- [Text shown]:

From One to Another: A Letter to Evangelicals

by asocialspirituality

Dear Friends: fellow evangelicals of all shades and colors; of diverse beliefs, practices, and political positions.  From mind, from heart, from keys to screen: I enter this virtual space today to ask a question of us.  In one way, the question is simple: what kind of church—and, indeed, what kind of God–do we want to give to those outside of our church?  In another way, the question is complex: are we, today–in this maddening sea of conflicting beliefs, practices, and political positions that beat against our traveling ship like strong waves in a dark storm, threatening to sink it–fulfilling what Jesus said is the Greatest Commandment and embodying what St. Paul argued is the fundamental mark of the Christian, the way that we will be known?  Perhaps, perhaps: this is the most important question we can, and need to, constantly, ask ourselves.

- [Dataset content]:
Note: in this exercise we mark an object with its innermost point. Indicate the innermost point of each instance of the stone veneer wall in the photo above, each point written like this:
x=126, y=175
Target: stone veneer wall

- [Requests]:
a - In the letter to evangelicals, what is the complex form of the writer's question, and what does the letter say makes the times around it difficult? Answer in one to three sentences.
b - Carry on the letter to evangelicals from its last sentence.

- [Answers for this exercise]:
a - In its complex form, the question asks whether evangelicals today are fulfilling what Jesus called the Greatest Commandment and embodying what St. Paul argued is the fundamental mark of the Christian, the way they will be known. The letter places this in a "maddening sea of conflicting beliefs, practices, and political positions" that beat against their ship like strong waves in a dark storm, threatening to sink it.

b -
WorldVision-Logo

Is our church, if I can put this question another way, giving those outside our walls (and really, we know there shouldn’t be any walls) a gift of love?  Are we doing what we, above all else, have been called to do: to be gifts of love to one another?  In what follows, may deep speak to–sing and dance with–deep.  May divine rain pour on our parched land, our thirsty hearts, and our divisive discourses–so that love can grow and bloom like a wild flower in the desert in order to help others see how beautiful–how loving, how sweet, how precious, and yes, how just and righteous–the God we say we love is.

Today, I have no answers, really.  Just a few questions.

Earlier this week, in an interview with Christianity Today, World Vision’s president Richard Stearns announced that his organization would allow Christians in legal, “same-sex marriages” to be employed at World Vision.  Stearns explained that the controversial decision was about creating “Christian unity” rather than doctrinal compromise.    Just two days later, however, World Vision, a 1 billion dollar development organization that seeks to transform communities through child-sponsorships, reversed its decision.  It was a “bad decision,” Stearns told Religious News Service, “with the right motivations.”  The reversal was likely caused by the number of conservative evangelicals who stopped supporting World Vision when they got wind of the decision.  Stearns reported that, as a result of the decision and the conservative backlash against it, some 5,000 sponsorships were lost, amounting to 2.1 million dollars annually.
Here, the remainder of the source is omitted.